-- Start EXTRACTED INFORMATION --

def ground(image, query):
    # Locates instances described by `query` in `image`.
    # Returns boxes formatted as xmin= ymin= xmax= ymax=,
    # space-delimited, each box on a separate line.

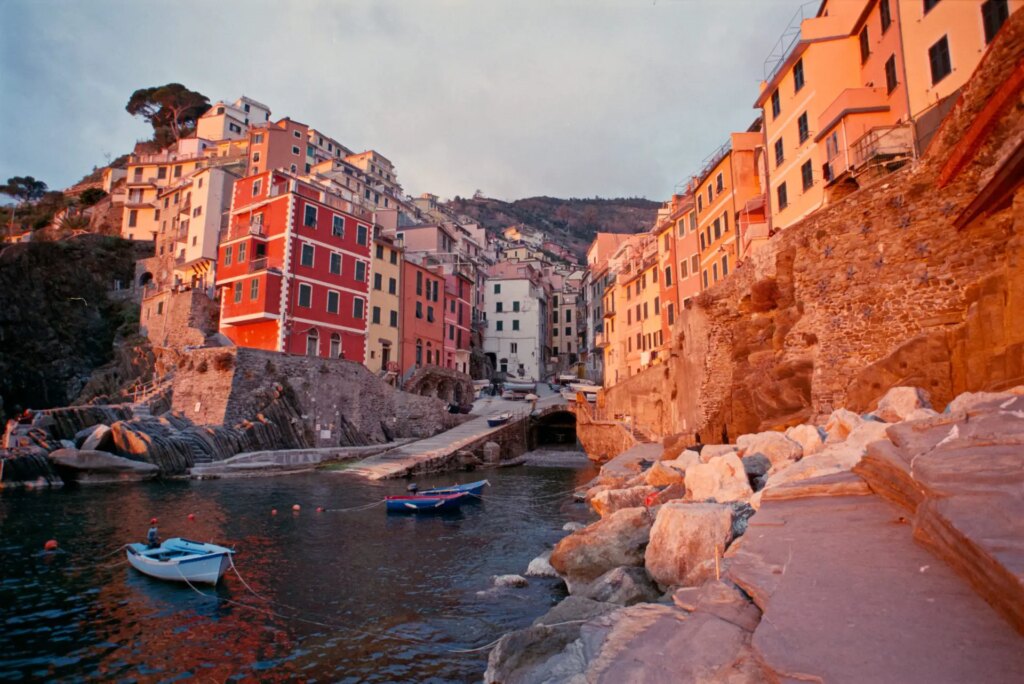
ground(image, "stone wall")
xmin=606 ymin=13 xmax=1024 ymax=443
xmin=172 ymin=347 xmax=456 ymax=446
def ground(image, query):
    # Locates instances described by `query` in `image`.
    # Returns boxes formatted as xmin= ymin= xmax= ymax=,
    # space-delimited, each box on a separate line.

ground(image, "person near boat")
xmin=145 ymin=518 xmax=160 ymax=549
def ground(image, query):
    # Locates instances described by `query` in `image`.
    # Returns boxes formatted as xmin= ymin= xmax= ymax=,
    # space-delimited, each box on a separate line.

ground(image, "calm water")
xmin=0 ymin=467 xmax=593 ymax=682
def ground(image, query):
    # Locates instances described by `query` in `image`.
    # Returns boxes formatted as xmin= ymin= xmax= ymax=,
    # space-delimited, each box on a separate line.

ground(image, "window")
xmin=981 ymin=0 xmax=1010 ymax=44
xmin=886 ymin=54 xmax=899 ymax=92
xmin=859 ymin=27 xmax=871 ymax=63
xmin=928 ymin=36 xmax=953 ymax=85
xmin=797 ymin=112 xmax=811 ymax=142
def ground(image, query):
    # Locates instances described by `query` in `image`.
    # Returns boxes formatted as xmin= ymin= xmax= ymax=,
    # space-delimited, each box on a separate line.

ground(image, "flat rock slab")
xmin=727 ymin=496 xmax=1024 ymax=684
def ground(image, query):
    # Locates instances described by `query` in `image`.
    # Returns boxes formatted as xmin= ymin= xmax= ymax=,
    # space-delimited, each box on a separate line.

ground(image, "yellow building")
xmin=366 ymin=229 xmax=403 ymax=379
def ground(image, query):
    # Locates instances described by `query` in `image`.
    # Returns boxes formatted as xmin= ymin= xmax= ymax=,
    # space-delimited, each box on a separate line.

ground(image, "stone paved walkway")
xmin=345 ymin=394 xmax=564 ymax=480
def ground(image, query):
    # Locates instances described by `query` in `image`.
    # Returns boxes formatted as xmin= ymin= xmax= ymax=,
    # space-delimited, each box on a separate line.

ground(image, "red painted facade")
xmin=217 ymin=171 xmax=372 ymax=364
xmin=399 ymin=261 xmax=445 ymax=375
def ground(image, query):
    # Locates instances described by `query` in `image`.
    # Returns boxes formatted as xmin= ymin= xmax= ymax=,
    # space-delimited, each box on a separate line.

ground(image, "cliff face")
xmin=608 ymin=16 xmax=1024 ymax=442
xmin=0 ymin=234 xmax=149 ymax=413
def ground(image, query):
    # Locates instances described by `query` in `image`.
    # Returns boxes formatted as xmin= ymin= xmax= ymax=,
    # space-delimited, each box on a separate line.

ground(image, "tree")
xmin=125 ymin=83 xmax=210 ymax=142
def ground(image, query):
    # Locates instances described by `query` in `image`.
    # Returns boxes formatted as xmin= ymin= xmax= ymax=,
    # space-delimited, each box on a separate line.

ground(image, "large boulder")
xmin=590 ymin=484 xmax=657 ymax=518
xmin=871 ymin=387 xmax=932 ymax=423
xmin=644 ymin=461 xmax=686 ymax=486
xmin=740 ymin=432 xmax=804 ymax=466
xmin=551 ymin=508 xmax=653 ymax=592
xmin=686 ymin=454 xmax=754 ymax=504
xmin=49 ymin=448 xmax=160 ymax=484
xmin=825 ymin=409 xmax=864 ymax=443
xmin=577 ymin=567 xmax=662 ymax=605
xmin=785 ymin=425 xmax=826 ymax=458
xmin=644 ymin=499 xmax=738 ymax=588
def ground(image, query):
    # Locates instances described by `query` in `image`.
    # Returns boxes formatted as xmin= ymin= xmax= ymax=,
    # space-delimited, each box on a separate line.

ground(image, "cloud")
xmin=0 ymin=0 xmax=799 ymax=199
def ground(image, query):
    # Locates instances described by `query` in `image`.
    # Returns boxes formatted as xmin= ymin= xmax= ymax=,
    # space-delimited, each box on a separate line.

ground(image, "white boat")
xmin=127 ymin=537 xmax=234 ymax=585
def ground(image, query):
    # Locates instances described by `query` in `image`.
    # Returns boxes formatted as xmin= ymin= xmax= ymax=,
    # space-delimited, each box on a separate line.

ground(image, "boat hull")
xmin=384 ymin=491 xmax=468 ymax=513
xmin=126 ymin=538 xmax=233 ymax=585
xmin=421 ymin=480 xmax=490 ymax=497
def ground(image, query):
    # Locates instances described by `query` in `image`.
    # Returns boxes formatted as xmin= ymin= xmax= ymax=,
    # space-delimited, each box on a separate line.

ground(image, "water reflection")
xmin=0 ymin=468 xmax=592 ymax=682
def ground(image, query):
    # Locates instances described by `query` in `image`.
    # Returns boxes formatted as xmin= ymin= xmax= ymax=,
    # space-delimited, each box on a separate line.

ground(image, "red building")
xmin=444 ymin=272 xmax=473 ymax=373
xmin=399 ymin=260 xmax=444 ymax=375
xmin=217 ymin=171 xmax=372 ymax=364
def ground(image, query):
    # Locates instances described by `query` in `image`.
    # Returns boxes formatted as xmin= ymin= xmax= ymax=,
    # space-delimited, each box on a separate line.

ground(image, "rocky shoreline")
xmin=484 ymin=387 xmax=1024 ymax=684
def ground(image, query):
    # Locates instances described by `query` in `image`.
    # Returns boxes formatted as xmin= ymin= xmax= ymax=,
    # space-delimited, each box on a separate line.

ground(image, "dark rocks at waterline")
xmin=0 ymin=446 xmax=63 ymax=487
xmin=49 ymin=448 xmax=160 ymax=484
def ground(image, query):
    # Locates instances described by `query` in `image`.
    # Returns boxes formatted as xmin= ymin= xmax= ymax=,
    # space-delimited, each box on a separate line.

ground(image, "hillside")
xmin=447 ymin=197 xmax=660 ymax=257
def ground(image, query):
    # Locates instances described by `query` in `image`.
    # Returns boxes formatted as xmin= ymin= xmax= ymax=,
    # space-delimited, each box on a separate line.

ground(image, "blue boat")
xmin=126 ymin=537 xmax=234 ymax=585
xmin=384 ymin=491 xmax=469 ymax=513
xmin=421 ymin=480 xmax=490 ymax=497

-- End EXTRACTED INFORMATION --
-- Start EXTRACTED INFORMATION --

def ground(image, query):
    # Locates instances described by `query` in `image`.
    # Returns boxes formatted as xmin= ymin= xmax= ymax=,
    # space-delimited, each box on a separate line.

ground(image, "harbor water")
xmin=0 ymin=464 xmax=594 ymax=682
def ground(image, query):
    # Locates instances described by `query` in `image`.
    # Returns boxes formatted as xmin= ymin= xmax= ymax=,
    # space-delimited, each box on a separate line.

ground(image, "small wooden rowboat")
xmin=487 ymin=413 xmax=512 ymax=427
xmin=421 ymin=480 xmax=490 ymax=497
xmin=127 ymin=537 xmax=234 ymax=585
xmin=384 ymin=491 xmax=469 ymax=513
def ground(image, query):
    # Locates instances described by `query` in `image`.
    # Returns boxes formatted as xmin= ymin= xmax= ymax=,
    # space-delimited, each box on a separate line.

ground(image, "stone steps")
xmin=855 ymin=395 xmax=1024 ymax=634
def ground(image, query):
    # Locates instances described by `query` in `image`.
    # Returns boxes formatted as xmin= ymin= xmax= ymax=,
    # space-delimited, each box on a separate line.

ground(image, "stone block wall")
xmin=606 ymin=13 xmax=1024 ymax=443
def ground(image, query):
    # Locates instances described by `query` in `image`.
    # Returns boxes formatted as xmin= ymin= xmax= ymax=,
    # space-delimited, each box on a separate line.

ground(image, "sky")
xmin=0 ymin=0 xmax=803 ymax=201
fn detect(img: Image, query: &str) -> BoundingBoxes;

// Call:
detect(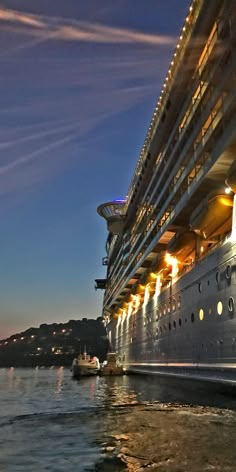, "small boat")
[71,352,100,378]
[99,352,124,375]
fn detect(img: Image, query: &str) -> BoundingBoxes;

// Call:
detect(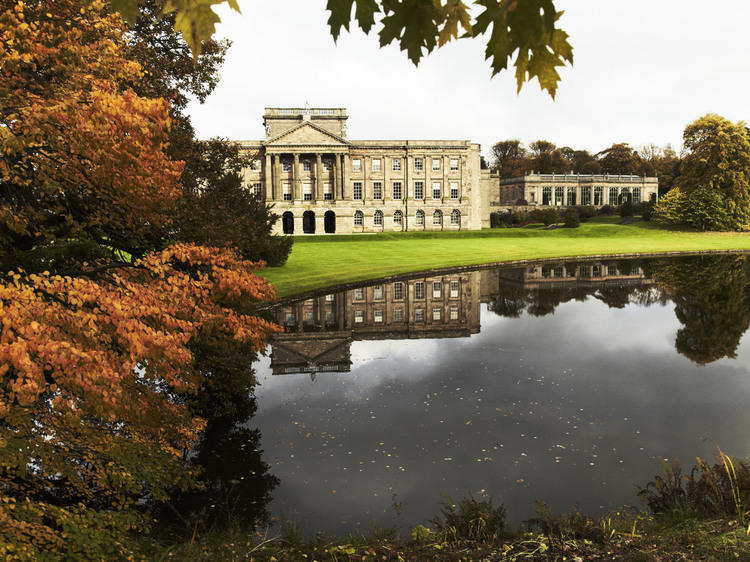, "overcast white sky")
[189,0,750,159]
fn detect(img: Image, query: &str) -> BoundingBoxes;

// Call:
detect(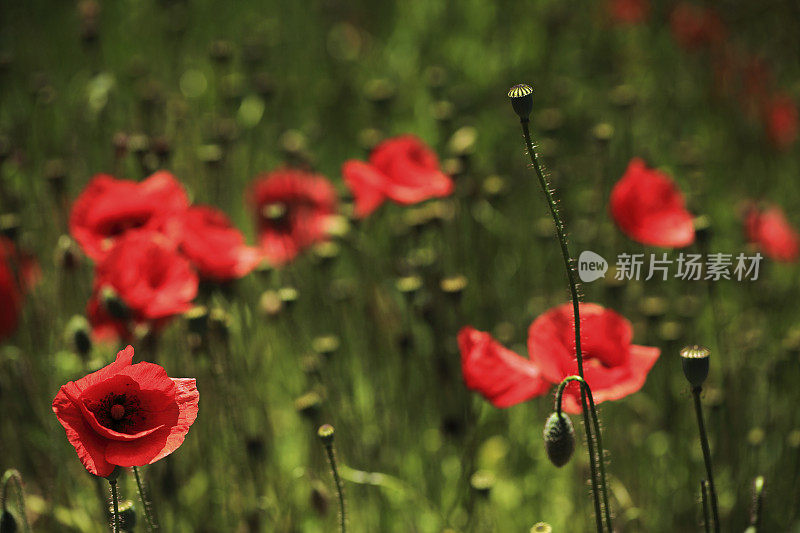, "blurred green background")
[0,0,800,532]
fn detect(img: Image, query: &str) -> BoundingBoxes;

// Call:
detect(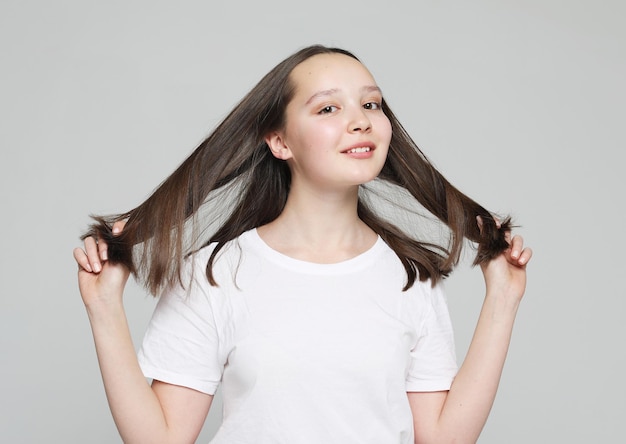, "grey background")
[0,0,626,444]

-- End EXTRACTED INFORMATION --

▶ WHAT TO WORK ON
Locate every line in the records that contains the word "building" and copy each of those lines.

▶ RESPONSE FOR THIS EXERCISE
ground(image, "yellow building")
ground(image, "red building")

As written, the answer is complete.